* What the exercise asks: Render as a JSON list of strings the data below, from the line containing "Where can the daisy" through the line containing "point(174, 43)", both included, with one string per line and blank lines left out. Include no other lines.

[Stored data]
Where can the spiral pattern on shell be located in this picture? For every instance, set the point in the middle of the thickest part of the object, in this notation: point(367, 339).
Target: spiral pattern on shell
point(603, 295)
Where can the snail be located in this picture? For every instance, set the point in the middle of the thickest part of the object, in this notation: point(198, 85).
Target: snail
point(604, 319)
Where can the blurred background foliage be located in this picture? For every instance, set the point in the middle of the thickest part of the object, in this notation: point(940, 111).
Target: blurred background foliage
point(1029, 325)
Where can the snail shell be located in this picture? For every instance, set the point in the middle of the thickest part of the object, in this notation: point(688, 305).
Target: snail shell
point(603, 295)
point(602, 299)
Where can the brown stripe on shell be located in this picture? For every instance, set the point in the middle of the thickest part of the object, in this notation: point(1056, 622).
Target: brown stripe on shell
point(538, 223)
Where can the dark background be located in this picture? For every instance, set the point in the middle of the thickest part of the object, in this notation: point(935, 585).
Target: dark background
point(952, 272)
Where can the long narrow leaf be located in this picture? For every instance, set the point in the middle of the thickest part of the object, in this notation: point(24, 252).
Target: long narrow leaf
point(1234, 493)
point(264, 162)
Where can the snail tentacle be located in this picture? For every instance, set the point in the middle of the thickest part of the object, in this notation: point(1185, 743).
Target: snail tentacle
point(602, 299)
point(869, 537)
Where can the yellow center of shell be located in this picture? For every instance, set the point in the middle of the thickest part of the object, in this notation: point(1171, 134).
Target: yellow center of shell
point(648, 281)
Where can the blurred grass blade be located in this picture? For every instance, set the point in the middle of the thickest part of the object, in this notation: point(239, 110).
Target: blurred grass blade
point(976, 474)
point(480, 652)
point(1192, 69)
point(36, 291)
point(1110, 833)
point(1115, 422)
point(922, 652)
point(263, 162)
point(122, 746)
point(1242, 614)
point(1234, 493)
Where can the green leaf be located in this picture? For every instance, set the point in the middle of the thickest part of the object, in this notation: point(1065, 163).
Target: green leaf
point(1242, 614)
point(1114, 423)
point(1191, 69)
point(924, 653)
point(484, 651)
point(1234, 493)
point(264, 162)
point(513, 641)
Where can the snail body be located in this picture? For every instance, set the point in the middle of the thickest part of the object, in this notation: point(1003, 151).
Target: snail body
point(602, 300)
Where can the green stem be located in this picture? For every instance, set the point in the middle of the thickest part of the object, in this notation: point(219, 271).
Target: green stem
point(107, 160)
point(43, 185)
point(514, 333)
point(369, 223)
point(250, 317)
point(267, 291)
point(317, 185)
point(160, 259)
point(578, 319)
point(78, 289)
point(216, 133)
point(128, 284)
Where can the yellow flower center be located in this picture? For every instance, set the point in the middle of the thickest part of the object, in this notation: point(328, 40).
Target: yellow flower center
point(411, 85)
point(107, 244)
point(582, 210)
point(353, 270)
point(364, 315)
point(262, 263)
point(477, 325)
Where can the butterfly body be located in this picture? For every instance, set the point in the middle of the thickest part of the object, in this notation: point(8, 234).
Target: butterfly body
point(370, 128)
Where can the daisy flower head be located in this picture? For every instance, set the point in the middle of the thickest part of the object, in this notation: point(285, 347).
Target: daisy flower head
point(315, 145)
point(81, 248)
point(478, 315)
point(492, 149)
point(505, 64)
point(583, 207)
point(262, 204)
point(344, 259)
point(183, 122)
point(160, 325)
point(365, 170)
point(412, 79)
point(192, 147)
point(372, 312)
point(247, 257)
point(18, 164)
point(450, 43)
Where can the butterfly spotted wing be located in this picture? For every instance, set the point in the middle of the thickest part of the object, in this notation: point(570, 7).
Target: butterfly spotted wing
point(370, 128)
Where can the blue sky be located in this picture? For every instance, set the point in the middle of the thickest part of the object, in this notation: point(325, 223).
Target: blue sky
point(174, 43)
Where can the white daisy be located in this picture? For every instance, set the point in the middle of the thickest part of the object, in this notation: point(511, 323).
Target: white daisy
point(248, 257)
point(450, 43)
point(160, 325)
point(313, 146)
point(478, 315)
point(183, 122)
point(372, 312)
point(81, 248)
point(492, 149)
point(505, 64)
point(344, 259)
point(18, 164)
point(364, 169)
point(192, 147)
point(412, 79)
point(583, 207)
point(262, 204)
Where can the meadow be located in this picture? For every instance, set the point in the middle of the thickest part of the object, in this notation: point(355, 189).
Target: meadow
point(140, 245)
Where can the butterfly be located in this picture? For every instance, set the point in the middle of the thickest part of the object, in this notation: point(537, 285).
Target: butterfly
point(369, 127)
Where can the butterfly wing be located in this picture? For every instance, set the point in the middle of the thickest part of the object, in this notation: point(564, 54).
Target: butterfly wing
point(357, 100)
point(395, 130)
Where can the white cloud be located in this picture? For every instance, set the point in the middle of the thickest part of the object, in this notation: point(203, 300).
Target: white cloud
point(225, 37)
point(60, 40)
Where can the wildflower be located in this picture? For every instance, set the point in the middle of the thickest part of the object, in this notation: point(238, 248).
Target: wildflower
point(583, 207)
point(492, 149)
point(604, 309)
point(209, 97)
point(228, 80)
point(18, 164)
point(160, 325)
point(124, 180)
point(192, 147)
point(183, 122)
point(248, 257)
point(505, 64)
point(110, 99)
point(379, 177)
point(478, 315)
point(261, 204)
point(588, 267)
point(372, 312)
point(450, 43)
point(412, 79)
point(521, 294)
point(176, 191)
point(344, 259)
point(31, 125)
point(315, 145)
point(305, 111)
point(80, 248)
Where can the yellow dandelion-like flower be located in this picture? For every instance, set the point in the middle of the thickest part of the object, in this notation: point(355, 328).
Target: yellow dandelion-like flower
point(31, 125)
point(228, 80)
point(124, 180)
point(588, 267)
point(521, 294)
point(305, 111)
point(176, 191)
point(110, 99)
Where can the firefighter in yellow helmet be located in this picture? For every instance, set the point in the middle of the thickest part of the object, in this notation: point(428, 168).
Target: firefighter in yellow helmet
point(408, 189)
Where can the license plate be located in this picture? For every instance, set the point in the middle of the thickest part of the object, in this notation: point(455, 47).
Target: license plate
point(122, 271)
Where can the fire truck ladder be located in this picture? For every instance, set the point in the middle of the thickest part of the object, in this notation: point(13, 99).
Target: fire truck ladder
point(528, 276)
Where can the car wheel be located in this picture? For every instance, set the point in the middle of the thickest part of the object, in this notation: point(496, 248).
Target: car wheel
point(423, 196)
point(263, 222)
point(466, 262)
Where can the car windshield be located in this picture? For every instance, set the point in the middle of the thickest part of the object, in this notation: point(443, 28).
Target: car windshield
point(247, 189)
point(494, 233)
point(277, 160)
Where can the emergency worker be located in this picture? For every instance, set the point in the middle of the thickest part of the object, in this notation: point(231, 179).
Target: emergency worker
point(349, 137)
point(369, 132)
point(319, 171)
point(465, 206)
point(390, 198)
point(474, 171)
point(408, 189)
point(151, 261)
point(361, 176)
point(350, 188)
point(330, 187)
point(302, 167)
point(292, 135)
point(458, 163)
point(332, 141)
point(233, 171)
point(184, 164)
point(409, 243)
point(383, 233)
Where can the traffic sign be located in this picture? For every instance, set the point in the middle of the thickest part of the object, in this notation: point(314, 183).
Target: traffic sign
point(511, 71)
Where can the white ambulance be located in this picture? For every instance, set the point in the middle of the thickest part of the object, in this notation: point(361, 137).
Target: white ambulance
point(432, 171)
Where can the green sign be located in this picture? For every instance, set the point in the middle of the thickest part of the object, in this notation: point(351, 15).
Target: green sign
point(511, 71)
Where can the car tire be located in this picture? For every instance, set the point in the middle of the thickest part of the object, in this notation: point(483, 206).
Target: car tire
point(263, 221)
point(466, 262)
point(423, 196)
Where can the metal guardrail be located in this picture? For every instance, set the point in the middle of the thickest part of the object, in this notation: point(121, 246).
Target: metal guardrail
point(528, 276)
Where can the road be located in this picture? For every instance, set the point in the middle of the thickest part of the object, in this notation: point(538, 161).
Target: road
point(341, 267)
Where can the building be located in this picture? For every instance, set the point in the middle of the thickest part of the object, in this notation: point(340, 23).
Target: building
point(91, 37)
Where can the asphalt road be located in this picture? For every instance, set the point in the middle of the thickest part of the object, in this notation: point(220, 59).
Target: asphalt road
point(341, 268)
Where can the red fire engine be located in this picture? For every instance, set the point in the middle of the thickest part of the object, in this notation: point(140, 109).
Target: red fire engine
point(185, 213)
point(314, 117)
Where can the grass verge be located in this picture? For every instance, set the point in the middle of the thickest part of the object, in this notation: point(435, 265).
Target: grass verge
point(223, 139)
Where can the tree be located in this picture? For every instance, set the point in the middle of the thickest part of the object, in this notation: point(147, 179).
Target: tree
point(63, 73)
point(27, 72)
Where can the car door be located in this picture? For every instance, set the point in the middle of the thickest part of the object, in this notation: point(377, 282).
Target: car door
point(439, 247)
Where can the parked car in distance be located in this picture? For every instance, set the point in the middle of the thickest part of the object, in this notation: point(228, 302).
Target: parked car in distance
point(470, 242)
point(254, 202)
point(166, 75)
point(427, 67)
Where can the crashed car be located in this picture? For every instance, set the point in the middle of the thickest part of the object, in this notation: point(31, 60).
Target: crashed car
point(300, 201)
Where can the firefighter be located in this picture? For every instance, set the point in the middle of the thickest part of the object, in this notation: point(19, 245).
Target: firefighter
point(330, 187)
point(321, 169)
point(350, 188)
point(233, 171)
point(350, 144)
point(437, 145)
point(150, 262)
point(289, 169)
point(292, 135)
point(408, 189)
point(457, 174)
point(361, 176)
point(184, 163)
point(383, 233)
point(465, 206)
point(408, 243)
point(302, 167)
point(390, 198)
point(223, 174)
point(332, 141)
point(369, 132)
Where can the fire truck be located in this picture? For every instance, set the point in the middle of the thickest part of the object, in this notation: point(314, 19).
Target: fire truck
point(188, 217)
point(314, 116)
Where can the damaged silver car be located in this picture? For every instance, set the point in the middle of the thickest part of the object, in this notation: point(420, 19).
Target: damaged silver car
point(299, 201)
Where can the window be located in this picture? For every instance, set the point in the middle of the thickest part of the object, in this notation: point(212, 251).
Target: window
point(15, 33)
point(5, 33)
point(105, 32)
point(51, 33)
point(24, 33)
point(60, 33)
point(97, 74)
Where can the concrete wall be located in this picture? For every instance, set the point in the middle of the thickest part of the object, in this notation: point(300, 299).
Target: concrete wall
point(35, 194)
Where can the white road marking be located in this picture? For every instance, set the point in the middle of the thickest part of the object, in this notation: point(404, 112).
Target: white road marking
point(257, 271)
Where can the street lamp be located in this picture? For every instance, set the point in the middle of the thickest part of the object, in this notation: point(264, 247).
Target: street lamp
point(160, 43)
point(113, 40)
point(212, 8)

* Exercise solution:
[
  "Where can the daisy flower head be located in this picture? For every instance, set the point in the middle of the thickest part of the object, in this notation: point(285, 347).",
  "Target: daisy flower head",
  "point(315, 145)",
  "point(81, 248)",
  "point(478, 315)",
  "point(492, 149)",
  "point(505, 64)",
  "point(583, 207)",
  "point(262, 204)",
  "point(344, 259)",
  "point(183, 122)",
  "point(160, 325)",
  "point(365, 170)",
  "point(412, 79)",
  "point(192, 147)",
  "point(372, 312)",
  "point(247, 257)",
  "point(18, 164)",
  "point(450, 43)",
  "Where can the butterfly spotted wing be located in this picture? For every instance, set the point in the middle of the thickest part of the object, in this notation: point(570, 7).",
  "Target: butterfly spotted wing",
  "point(370, 128)",
  "Where can the blue sky be located in this picture? For every instance, set the point in the middle of the thickest part of the object, in this notation: point(325, 223).",
  "Target: blue sky",
  "point(174, 43)"
]